======== EXCERPTED PASSAGE ========

One former journalist described the problem like this: "The problem is that people are paid to write these kind of stories. It's their job at the paper. And they can't just write the Dow went up because the stock of Company A did this, the stock of Company B did that, the stock of Company C did this. They have to write a theme. Find a pattern. And because the theme is basically imaginary, it means they have to turn on their internal bullshit generators. And it's no surprise that a bullshit generator generates bullshit."
Gary Weiss picked up on a particularly unfortunate bit of market mind-reading from the Wall Street Journal yesterday:

The Wall Street Journal reported a few minutes ago as follows:

Stocks declined sharply Tuesday, with the Dow losing more than 200 points, as weakness in China sent markets around the world into the red, durable-goods data disappointed and uncertainty increased about Iran and Afghanistan.

Now, I'm not picking on the Journal, and I used to write stuff like this myself, but does anyone really know why the market is down just under 2% as of this moment? (Actually the S&P cracked 2% during the time I wrote this item.)
That's the fundamental problem with writing spot news about the markets. Nobody really knows why markets go up or down. It may actually be more accurate to report that the Dow lost more than 200 points because "traders watched other traders watching other traders watching other traders... sell."

Felix Salmon is even blunter in his post entitled " No one knows why the market fell, and it doesn't matter anyway":

Dan Gross gets it. Andrew Leonard gets it too. In fact, any halfways-decent financial journalist gets it, and, if honest, would simply write a story saying "the market went down and we don't know why". But instead we're inundated with "explanations", from an assassination attempt on Dick Cheney (Daily Intelligencer: "Are investors balking because Cheney was attacked? Or because he wasn't hurt?") to a drop in one of the most boring economic series in the US. (Go on – quick – tell me what a durable goods order even is.)

======== ITEMS ========

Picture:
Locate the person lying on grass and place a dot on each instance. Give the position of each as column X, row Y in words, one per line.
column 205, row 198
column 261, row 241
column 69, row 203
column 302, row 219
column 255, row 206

========

# WORK INSTRUCTIONS:
1 - Reproduce the passage on market news from "Stocks declined sharply" up to and including "wrote this item.)".
2 - In the passage on market news, how many points did the Dow lose on Tuesday, according to the Wall Street Journal report it quotes?
3 - Carry on the passage on market news from the point where it stops.
The rows have nothing to do with the passage on market news.

# SET OF ANSWERS:
1 -
Stocks declined sharply Tuesday, with the Dow losing more than 200 points, as weakness in China sent markets around the world into the red, durable-goods data disappointed and uncertainty increased about Iran and Afghanistan.

Now, I'm not picking on the Journal, and I used to write stuff like this myself, but does anyone really know why the market is down just under 2% as of this moment? (Actually the S&P cracked 2% during the time I wrote this item.)

2 - More than 200 points.

3 -
The Wall Street Journal's editorial page notes the dangers of market mind-reading but can't resist it anyway:

Any equity selloff as large as yesterday's will produce a multitude of explanations. Among other culprits, we heard about "overbought" Chinese stocks that were due for a correction, a weak durable goods report, the Kabul explosion aimed at Vice President Dick Cheney (see below), and former Federal Reserve Chairman Alan Greenspan for declaring Monday that a "recession" was possible later this year.
Our own "whodunit" contribution would point to the mortgage-related markets, which sold off nearly as much as stocks. This reflects the cracks appearing in the housing credit markets, especially in subprime loans but with some damage up the income chain as well. Along with emerging markets such as China, this is where the excesses have been most notable. And when Adam Smith does a house cleaning like yesterday's, he sweeps the dirtiest corners first.

Even bolder, David Lat at Abovethelaw thinks maybe he caused the market crash:

As you can see from our Programming Note, we stepped away from the computer at around 3 PM today.
Which is just about the time the Dow Jones decided to take a 200-point plunge. The Dow ended the day down 416.02 points, or 3.29 percent -- in terms of points, the worst day since the market reopened after 9/11. (The S&P 500 fell 3.47 percent, and the Nasdaq fell 3.86 percent.)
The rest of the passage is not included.